• **EXERCISE GOAL**
Recast the data from the line containing "Inventory check — is there any white" through the end of the data as a numbered list, both ends included and blank lines omitted.

• **DATASET RECORDS**
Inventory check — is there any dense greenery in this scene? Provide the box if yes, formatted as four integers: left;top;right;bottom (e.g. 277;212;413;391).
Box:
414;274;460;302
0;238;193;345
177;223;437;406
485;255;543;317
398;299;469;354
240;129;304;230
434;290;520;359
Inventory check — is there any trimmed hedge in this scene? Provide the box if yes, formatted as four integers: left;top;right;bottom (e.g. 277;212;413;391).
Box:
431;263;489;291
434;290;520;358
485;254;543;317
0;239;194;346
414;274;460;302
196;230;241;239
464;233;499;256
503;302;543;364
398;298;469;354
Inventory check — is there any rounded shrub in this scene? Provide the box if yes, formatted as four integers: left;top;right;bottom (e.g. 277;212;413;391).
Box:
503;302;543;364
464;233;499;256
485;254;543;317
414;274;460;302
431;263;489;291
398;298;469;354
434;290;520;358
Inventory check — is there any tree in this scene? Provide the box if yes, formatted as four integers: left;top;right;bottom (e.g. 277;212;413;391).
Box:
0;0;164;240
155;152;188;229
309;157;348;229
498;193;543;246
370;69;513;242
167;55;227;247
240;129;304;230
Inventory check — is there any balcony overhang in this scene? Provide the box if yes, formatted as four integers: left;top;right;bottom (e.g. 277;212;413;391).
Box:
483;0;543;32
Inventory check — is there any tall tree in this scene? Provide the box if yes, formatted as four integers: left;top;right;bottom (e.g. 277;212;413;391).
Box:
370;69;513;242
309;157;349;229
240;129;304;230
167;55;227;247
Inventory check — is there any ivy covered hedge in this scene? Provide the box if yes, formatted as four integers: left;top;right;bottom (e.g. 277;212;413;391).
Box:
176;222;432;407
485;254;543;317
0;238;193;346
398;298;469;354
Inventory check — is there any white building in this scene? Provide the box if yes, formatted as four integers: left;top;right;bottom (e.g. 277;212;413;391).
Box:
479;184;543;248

• **RESPONSE TO THIS TASK**
1. Inventory check — is there any white building in this scene? Provide the box if yes, formatted as four integers: left;top;right;bottom (e.g. 277;212;413;391).
2. Box:
3. 479;184;543;248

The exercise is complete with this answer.